#### ARTICLE

NOT FOR PUBLICATION FILED
UNITED STATES COURT OF APPEALS JUN 30 2017
MOLLY C. DWYER, CLERK
U.S. COURT OF APPEALS
FOR THE NINTH CIRCUIT
In re: MICHAEL JOHN ENNIS, No. 16-60076
Debtor, BAP No. 16-1057
______________________________
MICHAEL JOHN ENNIS, MEMORANDUM*
Appellant,
v.
FAIR PLAY REAL ESTATE, LLC,
Appellee.
Appeal from the Ninth Circuit
Bankruptcy Appellate Panel
Kirscher, Jury, and Taylor, Bankruptcy Judges, Presiding
Submitted June 26, 2017**
Before: PAEZ, BEA, and MURGUIA, Circuit Judges.
Michael John Ennis appeals pro se from an order of the Bankruptcy
Appellate Panel (“BAP”) dismissing as moot Ennis’s appeal from a bankruptcy
*
This disposition is not appropriate for publication and is not precedent
except as provided by Ninth Circuit Rule 36-3.
**
The panel unanimously concludes this case is suitable for decision
without oral argument. See Fed. R. App. P. 34(a)(2).
court’s order granting appellee’s motion to lift the automatic stay under 11 U.S.C.
§ 362(d). We have jurisdiction under 28 U.S.C. § 158(d). We review de novo the
BAP’s determination that a bankruptcy appeal is moot. Nat’l Mass Media
Telecomm. Sys., Inc. v. Stanley (In re Nat’l Mass Media Telecomm. Sys., Inc.), 152
F.3d 1178, 1180 (9th Cir. 1998). We affirm.

#### LISTED ENTRIES
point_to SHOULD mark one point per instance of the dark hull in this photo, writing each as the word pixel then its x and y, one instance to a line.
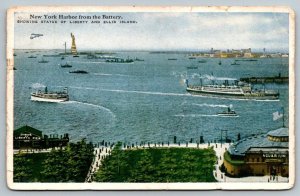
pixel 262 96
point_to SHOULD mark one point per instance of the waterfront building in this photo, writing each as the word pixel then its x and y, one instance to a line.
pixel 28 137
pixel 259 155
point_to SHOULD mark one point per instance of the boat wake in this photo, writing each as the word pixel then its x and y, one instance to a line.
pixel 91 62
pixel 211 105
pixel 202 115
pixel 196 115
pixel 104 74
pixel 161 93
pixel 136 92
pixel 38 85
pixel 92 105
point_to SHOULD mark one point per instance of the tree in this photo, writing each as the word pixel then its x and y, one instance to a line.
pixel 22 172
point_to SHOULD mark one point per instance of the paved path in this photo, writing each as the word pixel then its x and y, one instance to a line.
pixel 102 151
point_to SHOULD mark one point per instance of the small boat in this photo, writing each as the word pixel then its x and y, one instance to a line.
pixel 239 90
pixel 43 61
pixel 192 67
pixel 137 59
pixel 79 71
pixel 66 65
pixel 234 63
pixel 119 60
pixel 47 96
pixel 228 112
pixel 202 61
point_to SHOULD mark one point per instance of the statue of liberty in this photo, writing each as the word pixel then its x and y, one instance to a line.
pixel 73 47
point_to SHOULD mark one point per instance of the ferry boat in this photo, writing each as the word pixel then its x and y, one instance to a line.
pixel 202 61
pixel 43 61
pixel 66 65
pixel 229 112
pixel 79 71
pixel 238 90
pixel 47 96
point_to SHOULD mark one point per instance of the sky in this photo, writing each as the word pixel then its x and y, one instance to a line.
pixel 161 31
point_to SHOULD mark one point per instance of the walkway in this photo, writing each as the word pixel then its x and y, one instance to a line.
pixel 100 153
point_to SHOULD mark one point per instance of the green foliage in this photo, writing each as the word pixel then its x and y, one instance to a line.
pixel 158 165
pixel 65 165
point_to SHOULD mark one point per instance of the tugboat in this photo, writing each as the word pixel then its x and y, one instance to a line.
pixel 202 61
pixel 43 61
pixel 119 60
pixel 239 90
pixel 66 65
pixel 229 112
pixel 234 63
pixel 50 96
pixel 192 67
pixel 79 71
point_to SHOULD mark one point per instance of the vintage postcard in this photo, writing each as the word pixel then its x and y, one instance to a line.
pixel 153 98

--

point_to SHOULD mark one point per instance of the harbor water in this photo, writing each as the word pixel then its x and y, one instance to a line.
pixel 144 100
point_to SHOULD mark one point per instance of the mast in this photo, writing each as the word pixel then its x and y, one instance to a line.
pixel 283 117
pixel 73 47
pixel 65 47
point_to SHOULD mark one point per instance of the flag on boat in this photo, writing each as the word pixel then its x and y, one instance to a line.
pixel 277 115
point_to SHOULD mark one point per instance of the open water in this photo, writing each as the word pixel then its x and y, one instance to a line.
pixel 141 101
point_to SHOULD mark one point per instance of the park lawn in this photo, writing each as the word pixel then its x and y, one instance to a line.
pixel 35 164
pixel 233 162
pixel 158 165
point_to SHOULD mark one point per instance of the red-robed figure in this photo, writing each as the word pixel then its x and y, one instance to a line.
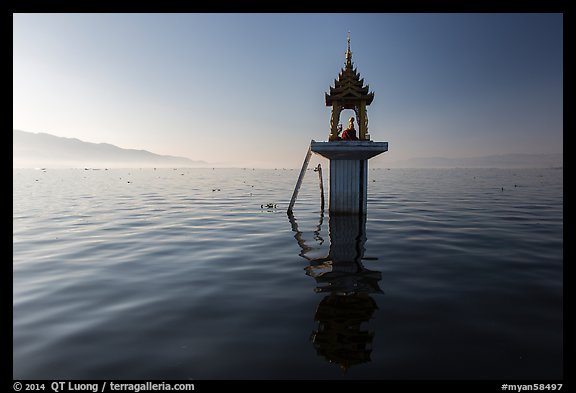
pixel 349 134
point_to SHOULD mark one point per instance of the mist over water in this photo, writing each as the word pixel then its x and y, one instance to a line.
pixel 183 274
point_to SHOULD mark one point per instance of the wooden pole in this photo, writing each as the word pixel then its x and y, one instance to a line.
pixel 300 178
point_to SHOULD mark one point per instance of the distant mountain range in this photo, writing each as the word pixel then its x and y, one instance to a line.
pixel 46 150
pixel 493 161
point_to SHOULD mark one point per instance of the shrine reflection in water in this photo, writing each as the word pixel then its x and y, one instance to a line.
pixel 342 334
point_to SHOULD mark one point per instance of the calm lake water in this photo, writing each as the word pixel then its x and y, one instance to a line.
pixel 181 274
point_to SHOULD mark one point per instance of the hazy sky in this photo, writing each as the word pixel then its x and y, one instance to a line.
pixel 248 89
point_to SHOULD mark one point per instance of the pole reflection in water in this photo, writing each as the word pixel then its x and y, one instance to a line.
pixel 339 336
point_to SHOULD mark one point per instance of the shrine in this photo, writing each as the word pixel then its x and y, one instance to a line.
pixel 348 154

#### SET OF TASKS
[1] In the court memorandum on the Ennis bankruptcy appeal, under which statute does the court of appeals say it has jurisdiction?
[2] Carry on the court memorandum on the Ennis bankruptcy appeal, starting after its final sentence, "We affirm."
The entries are separate material and are unrelated to the court memorandum.

#### THE REPLIES
[1] 28 U.S.C. § 158(d).

[2]
The BAP properly dismissed Ennis’s appeal as moot because appellee Fair
Play Real Estate, LLC, took possession of the property in dispute pursuant to an
unlawful detainer judgment obtained in state court, which prevented the BAP from
granting Ennis effective relief. See id. at 1180-81 (a case is moot where “an event
occurs while a case is pending appeal that makes it impossible for the court to
grant any effectual relief” (citation and internal quotation marks omitted)).
In light of our disposition, we do not reach Ennis’s arguments addressing the
underlying merits of the appeal.
Appellee’s motion to take judicial notice (Docket Entry No. 13) is granted.
AFFIRMED.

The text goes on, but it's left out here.